Exercise directions — Set out the lines below, from the one containing "Task: tag the narrow" through the one containing "x=909, y=231", inclusive, as a Markdown table with the columns Row and Line. Number each row, and skip any blank lines.

Data supplied —
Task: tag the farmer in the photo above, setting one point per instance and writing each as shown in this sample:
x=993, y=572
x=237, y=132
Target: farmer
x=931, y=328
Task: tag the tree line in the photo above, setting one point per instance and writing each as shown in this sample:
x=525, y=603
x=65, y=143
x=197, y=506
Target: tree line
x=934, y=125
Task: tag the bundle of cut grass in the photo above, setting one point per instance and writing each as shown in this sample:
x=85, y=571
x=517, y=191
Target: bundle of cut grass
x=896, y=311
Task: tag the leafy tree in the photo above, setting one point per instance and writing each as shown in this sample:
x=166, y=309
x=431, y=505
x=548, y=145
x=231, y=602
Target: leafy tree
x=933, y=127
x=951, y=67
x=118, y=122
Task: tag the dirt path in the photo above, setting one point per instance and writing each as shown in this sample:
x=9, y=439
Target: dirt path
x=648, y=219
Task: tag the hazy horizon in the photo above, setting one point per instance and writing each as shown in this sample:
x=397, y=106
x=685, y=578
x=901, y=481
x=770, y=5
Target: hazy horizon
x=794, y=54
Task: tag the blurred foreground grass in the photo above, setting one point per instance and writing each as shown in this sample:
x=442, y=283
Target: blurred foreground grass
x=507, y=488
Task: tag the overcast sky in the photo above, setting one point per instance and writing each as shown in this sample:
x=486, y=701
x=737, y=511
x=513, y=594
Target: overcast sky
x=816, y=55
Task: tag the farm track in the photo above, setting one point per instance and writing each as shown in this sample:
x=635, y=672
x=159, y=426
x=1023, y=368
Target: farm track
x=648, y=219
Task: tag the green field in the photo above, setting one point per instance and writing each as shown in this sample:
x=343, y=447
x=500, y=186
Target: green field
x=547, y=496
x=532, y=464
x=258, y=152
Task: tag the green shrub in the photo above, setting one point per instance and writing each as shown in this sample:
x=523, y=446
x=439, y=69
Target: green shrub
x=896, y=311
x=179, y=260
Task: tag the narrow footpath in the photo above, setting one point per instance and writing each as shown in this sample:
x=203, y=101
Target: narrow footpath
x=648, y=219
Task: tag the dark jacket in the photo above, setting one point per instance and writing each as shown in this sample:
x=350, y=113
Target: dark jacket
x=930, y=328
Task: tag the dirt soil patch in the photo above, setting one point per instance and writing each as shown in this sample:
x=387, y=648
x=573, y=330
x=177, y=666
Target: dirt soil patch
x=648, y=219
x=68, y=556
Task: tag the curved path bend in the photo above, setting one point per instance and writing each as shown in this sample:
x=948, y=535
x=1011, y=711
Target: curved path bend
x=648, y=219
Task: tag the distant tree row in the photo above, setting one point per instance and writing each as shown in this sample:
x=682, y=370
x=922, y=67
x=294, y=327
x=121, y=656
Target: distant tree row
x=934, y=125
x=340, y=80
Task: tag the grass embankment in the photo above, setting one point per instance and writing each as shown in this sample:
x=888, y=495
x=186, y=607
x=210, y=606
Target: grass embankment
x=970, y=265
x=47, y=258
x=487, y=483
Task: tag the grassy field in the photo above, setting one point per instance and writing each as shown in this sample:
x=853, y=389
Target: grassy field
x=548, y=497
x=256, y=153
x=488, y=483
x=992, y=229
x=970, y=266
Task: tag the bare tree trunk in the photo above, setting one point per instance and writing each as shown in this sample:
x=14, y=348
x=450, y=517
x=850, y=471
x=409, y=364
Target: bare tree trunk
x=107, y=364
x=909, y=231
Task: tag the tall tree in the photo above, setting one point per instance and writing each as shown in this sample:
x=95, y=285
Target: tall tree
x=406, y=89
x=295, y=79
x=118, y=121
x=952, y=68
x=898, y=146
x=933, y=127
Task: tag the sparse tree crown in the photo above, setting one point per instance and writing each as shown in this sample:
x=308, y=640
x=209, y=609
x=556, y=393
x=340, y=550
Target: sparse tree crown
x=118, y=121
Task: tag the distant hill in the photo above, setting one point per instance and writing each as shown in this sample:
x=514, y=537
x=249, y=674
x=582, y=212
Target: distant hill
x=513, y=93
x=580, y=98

--

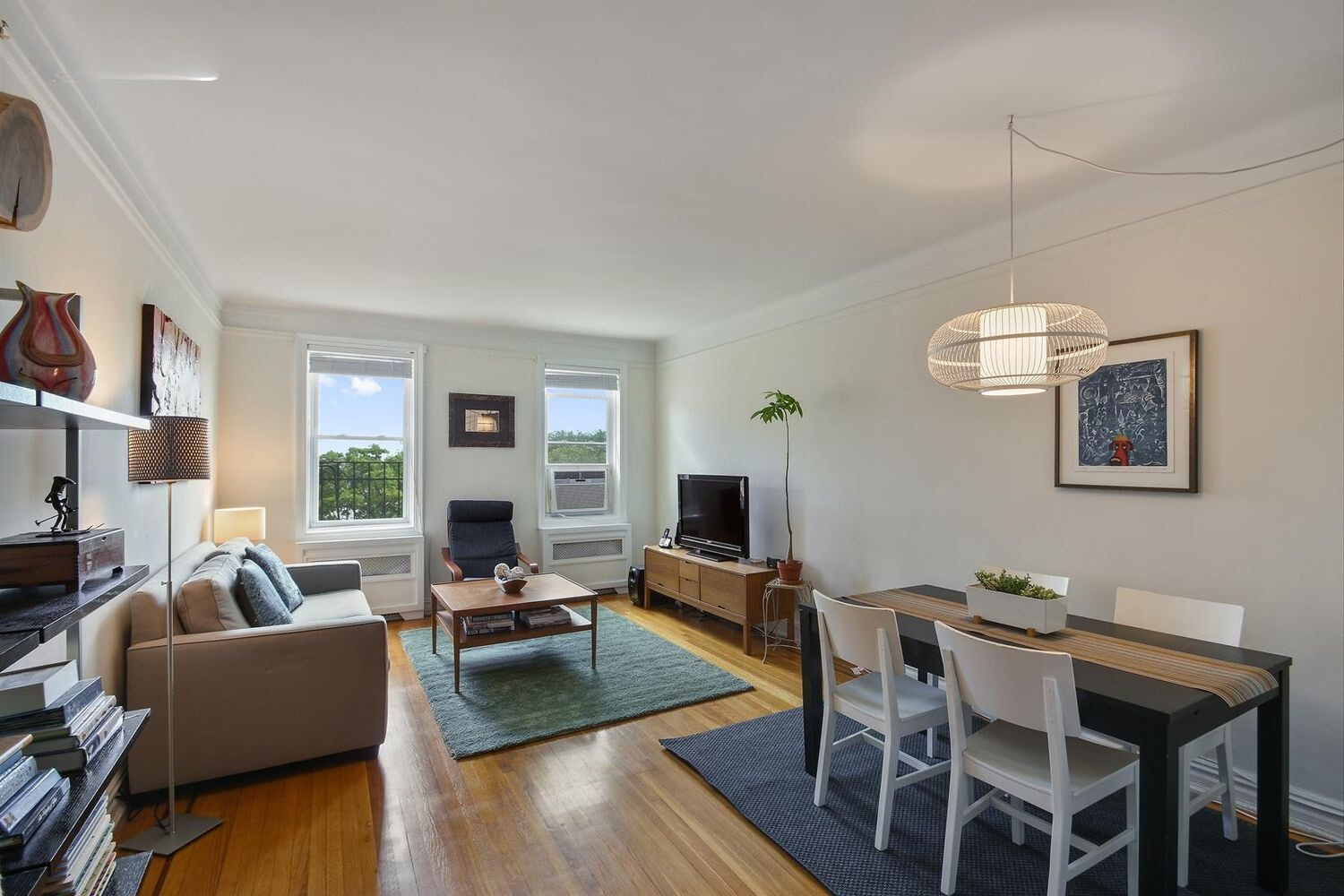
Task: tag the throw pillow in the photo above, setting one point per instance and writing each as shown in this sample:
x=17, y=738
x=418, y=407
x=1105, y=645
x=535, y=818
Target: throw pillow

--

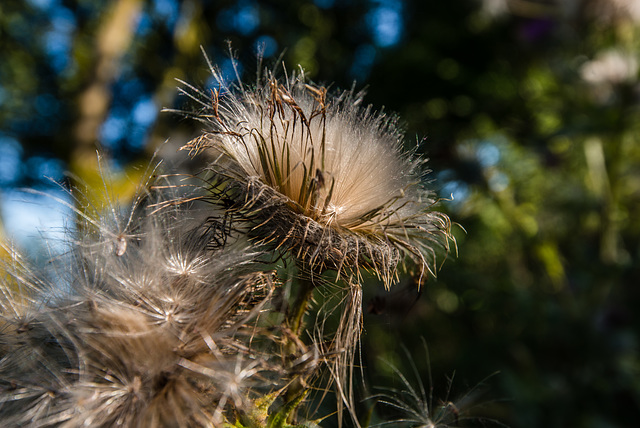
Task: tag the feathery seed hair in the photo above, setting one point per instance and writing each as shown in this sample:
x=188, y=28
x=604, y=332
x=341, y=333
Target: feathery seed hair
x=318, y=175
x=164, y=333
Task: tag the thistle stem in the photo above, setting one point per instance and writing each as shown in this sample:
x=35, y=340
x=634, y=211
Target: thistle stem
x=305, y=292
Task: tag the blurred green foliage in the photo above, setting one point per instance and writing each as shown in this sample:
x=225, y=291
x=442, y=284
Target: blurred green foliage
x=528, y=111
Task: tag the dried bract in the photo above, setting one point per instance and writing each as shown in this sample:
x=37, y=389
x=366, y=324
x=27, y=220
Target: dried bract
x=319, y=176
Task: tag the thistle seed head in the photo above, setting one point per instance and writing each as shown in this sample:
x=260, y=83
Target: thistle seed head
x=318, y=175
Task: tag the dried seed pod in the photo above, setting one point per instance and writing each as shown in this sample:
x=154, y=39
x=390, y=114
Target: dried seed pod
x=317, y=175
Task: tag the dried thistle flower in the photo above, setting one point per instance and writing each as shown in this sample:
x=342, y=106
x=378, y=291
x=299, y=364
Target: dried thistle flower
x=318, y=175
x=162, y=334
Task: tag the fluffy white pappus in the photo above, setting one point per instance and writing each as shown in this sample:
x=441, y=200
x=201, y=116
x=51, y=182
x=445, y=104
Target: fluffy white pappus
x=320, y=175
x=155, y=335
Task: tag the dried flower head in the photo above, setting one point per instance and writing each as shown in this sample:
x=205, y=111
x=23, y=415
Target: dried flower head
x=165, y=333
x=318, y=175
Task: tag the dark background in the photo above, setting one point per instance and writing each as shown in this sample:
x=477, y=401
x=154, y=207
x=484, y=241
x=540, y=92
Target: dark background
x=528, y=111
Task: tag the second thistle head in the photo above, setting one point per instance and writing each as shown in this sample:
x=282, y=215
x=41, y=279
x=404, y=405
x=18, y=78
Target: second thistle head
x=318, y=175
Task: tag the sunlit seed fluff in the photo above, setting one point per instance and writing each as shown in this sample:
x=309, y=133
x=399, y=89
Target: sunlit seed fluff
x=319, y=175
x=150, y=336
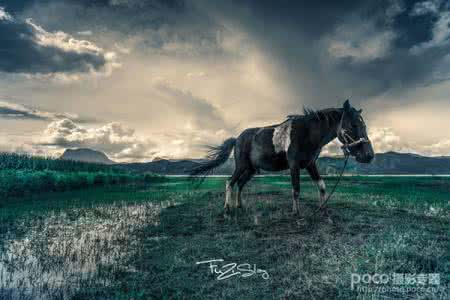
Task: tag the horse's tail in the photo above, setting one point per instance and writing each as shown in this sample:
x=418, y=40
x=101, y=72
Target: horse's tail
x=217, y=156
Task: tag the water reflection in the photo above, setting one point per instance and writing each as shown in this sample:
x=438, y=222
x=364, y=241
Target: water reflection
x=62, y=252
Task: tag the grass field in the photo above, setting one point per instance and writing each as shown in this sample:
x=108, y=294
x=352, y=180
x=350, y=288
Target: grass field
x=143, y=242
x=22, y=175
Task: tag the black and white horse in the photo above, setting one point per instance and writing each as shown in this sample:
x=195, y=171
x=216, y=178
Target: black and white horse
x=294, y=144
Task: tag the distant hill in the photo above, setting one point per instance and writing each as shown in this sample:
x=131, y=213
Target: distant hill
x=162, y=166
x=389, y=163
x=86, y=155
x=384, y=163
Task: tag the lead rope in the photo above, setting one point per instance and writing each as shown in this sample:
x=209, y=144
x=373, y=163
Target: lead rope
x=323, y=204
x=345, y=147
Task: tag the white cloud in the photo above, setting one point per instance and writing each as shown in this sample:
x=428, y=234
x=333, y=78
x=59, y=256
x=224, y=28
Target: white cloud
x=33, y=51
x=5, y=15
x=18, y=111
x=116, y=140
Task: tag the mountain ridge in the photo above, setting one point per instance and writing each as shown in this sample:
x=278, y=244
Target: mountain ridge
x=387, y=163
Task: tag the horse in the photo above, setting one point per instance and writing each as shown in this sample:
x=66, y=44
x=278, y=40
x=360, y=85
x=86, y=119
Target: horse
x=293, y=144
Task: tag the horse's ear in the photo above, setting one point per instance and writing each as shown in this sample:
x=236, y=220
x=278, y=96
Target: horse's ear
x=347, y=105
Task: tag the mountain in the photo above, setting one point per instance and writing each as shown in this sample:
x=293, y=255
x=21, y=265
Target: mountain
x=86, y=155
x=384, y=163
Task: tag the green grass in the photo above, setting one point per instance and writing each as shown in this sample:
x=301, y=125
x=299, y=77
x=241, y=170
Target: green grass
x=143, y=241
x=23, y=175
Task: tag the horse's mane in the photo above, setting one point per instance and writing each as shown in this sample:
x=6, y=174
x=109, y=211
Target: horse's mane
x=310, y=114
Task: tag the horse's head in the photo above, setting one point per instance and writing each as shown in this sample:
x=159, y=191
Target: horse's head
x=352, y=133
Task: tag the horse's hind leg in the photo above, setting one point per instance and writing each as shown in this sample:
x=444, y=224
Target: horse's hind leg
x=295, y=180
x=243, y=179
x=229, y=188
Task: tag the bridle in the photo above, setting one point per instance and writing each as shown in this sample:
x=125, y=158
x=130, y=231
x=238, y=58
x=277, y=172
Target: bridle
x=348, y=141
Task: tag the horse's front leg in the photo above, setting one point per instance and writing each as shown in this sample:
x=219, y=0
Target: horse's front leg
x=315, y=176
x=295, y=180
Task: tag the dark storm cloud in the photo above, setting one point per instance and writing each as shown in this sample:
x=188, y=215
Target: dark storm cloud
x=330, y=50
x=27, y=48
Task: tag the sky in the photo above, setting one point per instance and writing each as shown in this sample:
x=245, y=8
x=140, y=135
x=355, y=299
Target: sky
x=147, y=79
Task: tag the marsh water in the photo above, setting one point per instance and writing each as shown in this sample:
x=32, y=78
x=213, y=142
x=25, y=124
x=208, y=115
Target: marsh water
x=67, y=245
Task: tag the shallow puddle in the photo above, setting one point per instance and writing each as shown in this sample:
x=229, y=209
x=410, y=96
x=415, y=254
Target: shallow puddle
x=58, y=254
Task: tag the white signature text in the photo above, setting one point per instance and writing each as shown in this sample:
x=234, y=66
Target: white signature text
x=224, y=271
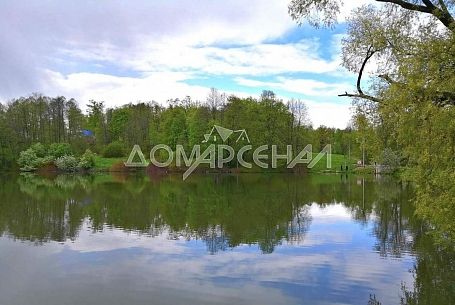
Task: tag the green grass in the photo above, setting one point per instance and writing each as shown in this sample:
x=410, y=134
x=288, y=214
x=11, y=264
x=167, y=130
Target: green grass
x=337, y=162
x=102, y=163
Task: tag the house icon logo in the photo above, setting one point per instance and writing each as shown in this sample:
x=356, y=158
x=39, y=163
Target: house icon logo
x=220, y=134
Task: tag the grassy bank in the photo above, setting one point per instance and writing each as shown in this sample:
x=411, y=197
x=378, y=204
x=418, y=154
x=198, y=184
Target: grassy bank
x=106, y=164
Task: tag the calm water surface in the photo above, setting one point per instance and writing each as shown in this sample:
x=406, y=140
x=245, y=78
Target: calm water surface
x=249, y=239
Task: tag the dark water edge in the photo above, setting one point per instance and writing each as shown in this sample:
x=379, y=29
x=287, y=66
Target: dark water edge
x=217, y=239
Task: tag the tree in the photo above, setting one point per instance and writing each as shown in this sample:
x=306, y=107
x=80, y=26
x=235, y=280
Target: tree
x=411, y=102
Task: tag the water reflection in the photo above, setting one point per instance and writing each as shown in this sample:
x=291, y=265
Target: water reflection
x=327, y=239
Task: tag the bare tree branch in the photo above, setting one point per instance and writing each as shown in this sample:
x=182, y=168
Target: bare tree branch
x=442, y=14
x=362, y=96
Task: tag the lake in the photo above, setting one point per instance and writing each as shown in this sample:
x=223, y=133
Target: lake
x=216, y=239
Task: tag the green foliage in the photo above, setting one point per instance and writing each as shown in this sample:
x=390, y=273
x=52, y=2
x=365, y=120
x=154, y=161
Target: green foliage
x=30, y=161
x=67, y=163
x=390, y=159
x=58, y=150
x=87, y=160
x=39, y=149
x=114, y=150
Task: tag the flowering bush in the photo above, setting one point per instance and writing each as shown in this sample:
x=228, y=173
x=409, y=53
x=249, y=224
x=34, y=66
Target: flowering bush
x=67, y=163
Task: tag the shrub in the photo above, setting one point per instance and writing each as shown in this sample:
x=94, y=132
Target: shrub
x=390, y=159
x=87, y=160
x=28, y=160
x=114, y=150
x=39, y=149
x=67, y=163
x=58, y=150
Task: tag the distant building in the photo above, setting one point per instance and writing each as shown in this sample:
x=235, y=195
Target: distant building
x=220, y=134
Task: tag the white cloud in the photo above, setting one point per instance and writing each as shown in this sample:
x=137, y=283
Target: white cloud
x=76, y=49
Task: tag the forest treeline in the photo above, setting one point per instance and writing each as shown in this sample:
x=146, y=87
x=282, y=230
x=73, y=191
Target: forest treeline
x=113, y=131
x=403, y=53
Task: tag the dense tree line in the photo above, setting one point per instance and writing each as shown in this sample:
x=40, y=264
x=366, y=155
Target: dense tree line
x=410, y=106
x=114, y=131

Final answer —
| Row | Line |
|---|---|
| 1 | Task: tag the narrow footpath in the photo above, setting one point per instance and writing each as shown in this sample: |
| 2 | x=203, y=101 |
| 3 | Target: narrow footpath |
| 4 | x=648, y=219 |
| 5 | Task: tag the dark jacket in the photo above, setting one point per instance and writing each as shown in this sample: |
| 6 | x=350, y=113 |
| 7 | Target: dark jacket |
| 8 | x=930, y=328 |
| 9 | Task: tag the dirt soil patch in the photo above, setting one point per instance and writing each as shown in this sample: |
| 10 | x=387, y=648 |
| 11 | x=573, y=330 |
| 12 | x=177, y=666 |
| 13 | Target: dirt soil patch |
| 14 | x=648, y=219 |
| 15 | x=68, y=556 |
| 16 | Task: tag the curved path bend in the photo above, setting one point per instance and writing each as shown in this sample: |
| 17 | x=948, y=535 |
| 18 | x=1011, y=711 |
| 19 | Target: curved path bend |
| 20 | x=648, y=219 |
| 21 | Task: tag the distant tree row in the photo above, setting one point per instance and writing each as shown in this sample: |
| 22 | x=682, y=370 |
| 23 | x=922, y=67 |
| 24 | x=294, y=327 |
| 25 | x=121, y=656 |
| 26 | Target: distant tree row |
| 27 | x=934, y=125 |
| 28 | x=340, y=80 |
| 29 | Task: tag the grass embankment in the photo above, setting one point per instance and writing each as shown in this sample: |
| 30 | x=888, y=495 |
| 31 | x=186, y=607 |
| 32 | x=210, y=606 |
| 33 | Target: grass embankment |
| 34 | x=970, y=265 |
| 35 | x=47, y=258 |
| 36 | x=487, y=483 |
| 37 | Task: tag the grassy field in the photo above, setting one point per instance and writing each as shown in this sample: |
| 38 | x=853, y=389 |
| 39 | Target: grassy field |
| 40 | x=548, y=497 |
| 41 | x=256, y=153 |
| 42 | x=488, y=483 |
| 43 | x=992, y=229 |
| 44 | x=970, y=266 |
| 45 | Task: tag the bare tree trunk in the photo above, setting one point per instance and writing each as shown in this sample: |
| 46 | x=14, y=348 |
| 47 | x=450, y=517 |
| 48 | x=850, y=471 |
| 49 | x=409, y=364 |
| 50 | Target: bare tree trunk |
| 51 | x=107, y=364 |
| 52 | x=909, y=231 |